─── EXTRACTED TEXT
Weekly Round-Up: Happy Canada Day!


Wishing everyone a wonderful Canada Day long weekend and a happy upcoming Fourth of July to our neighbours in south of the border. I am getting ready to teach a shortened summer session of ARTH 341: 20th Century Art & Culture, The Postmodern beginning tomorrow up at UBC over the next six weeks, so I am taking this time out to relax and enjoy the sunshine and long weekend offerings. You can follow this link to check out the latest additions to my blog's online magazine of collected links, videos, and images or see a few of the standout articles linked directly below:

Flashback Friday: Learning From Las Vegas (1972)

Driving down Las Vegas Boulevard in 1968-- the seeds of modern day Vegas were already planted.
Image from Learning From Las Vegas (1972)
In the autumn of 1968, architects Robert Venturi and Denise Scott Brown decided to take a group of Yale students on an infamous field trip-- one that would lead them to Las Vegas. Equipped with cameras, both in hand and strapped to the hood of a rented Ford, the group studied and photographed every hotel, motel, sign, and gas station along the infamous Las Vegas strip. Their findings, assembled, archived, and analyzed in the landmark text four years later Learning From Las Vegas (1972) not only helped launch the Postmodern Architecture movement, but also brought a level of serious critical inquiry into the popular, spectactular and strange spatial landscape of Sin City.

It was Venturi and Scott Brown I was thinking of on my recent visit to Vegas. I have always had a fascination with the place, going back to family trips as a kid when we would roll through Vegas in my Dad's Volkswagen van en route to visiting relatives in Arizona. Playing carnival games at the Circus Circus hotel while my parents played slot machines, I fondly recall escaping for a short time into a fantasy world of windowless rooms, bright neon lit streets, 24 hour access, and all you can eat buffets. But while Vegas remains a place of play, it is rarely taken seriously as a cultural destination. It wasn't until I studied Learning From Las Vegas in an architecture seminar in grad school that I began to see the Vegas of my childhood memories in a completely new way. How incredible, I thought, it would be to create a field school in one of the most dynamic architectural environments of the planet. Indeed, what we see in Vegas is undoubtedly the synthesis of the "both/and" hallmark of contemporary postmodernism, a place to study where popular and high culture intersect and transform.

Below, I am sharing a fascinating 1984 interview with Robert Venturi and Denise Scott Brown where they encourage audiences to see architecture as a kind of cultural symbolism and to aknowledge the complexity, contradiction, and ambiguity of the urban spaces they inhabit. Next time you find yourself in Las Vegas, remember to look and experience with new eyes.


The semiotics of postmodern architecture can be traced back to the early study of Las Vegas.
Image from Learning From Las Vegas (1972)
Las Vegas 2013-- a cacophony of visual and spatial stimuli
Image from my recent visit to Vegas.
──────
─── DATASET CONTENT
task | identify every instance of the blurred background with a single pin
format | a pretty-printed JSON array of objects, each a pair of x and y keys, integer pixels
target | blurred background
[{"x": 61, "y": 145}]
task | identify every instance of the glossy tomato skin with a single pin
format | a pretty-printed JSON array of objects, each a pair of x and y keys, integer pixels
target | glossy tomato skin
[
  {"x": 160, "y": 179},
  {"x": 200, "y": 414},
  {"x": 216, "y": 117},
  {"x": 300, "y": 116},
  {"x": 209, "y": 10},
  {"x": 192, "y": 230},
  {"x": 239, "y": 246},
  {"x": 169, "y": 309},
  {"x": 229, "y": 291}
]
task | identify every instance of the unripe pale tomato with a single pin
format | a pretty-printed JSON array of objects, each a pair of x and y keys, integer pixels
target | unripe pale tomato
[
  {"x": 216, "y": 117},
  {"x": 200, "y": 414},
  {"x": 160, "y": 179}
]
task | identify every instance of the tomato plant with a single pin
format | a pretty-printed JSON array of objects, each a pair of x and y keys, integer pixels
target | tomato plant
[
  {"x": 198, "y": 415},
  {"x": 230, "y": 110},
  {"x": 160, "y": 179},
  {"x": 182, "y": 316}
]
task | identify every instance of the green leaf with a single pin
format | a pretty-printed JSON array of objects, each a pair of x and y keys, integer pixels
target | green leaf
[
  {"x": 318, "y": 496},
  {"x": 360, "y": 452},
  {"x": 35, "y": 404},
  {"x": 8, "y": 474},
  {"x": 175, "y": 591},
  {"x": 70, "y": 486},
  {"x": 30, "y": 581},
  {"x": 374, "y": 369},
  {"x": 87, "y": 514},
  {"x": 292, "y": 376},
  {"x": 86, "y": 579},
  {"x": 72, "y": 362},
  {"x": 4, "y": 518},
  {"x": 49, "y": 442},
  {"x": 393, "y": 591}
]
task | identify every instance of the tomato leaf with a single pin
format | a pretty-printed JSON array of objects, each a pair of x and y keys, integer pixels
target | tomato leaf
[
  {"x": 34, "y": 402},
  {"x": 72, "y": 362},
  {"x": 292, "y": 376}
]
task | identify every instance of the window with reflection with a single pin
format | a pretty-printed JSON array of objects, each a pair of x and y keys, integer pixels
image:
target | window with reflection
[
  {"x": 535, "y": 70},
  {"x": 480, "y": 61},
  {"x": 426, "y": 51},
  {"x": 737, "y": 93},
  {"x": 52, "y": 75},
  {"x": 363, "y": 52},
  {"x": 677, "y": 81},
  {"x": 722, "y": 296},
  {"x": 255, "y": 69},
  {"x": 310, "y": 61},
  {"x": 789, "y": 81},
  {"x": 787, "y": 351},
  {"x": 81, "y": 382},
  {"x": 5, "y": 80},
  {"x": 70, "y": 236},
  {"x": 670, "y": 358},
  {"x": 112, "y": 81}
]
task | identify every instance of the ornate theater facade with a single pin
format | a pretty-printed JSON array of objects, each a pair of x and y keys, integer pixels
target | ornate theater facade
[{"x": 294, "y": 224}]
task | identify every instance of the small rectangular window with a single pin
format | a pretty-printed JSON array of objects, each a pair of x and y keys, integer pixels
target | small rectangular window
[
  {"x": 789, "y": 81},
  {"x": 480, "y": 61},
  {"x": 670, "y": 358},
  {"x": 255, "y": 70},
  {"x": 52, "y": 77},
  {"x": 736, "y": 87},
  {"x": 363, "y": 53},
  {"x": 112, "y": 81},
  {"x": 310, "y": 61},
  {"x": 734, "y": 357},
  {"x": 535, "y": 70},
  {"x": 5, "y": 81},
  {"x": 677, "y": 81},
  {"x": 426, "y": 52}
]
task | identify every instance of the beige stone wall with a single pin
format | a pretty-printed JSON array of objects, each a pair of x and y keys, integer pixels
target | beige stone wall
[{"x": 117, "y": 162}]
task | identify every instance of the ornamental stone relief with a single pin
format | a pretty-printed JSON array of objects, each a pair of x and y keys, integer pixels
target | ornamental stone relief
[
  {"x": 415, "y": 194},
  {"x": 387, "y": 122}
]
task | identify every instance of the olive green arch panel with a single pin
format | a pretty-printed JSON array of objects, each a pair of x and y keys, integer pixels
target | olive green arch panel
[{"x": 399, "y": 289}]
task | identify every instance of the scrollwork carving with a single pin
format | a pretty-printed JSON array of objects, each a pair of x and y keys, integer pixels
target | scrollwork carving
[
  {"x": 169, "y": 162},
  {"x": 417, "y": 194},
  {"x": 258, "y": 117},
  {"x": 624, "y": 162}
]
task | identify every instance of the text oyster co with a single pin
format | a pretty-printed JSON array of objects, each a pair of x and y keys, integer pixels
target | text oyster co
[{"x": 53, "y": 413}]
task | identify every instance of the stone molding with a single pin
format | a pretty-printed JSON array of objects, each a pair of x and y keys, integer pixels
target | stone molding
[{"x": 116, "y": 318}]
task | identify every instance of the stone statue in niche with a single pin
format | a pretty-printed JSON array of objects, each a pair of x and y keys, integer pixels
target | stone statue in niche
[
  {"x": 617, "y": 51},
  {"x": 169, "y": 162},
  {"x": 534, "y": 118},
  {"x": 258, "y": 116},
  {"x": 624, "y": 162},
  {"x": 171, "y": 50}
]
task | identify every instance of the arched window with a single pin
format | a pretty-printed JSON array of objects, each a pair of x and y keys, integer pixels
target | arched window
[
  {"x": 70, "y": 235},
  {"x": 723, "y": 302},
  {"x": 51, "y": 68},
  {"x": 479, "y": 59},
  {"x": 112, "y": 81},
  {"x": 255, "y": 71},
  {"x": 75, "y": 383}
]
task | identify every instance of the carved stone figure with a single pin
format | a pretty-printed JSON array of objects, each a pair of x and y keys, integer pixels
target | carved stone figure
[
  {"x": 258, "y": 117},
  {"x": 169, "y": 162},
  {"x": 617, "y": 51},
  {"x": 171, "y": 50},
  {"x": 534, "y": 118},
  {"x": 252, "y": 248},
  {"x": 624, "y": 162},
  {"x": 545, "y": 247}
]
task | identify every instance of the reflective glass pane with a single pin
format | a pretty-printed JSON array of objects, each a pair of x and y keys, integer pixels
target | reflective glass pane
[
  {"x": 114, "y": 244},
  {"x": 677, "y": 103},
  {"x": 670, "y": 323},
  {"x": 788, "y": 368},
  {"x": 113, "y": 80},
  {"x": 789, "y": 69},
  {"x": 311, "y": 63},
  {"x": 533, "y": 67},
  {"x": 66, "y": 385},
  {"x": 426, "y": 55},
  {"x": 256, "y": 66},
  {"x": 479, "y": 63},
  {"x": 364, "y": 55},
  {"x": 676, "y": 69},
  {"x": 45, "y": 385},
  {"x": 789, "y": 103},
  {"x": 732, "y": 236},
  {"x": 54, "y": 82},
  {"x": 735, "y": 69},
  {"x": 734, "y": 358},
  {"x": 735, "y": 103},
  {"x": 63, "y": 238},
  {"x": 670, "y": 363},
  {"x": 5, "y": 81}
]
──────
WHAT YOU WILL DO:
1. According to the Canada Day blog post, when did Robert Venturi and Denise Scott Brown take a group of Yale students to Las Vegas?
2. Continue the Canada Day blog post from the point where it stops.

ANSWERS PROVIDED:
1. In the autumn of 1968.

2.
Vegas remains a place of temporal fantasy, a new spectacle around every corner,
such as this pop-up wedding chapel.
Instagram image from my recent visit to Vegas.
Hotelier Steve Wynn paid $34 million at auction for Jeff Koons Tulips (2004),
It is now on public display in the lobby of the Wynn Hotel,  a fitting and symbolic
tribute to convergence of popular and high culture in Las Vegas.
Instagram image from my recent visit to Vegas.
Further Reading:

Culver, Lawrence. "Sin City or Suburban Crucible? Searching For Meanings in the New Las Vegas." Journal of Urban History 35(7): 1052-1058 (2009).

Hess, Alan and Robert Venturi. Viva Las Vegas: After Hours Architecture. Chronicle Books, 1993.

Venturi, Robert et al. Learning From Las Vegas: The Forgotten Symbolism of Architectural Form. MIT Press, 1977.

Will Video Kill the Instagram Star?

Are motion picture Instagrams better than still ones? I highly doubt it.
Media specificity lies at the core of my research focus. I have long been interested in thinking about how audiences and publics, both past and present, make meaning of the same represented persons/objects/things from diverse representational modes.  Bringing critical awareness to these means of representation is deeply embedded within traditions of modern and contemporary art. Artists, ranging from Manet and the Impressionists, to Magritte and the Surrealists, through to conceptual artists such as Joseph Kosuth, have made it part of their practice to bring insight to both the illusion and multiple media modes of our visual landscape.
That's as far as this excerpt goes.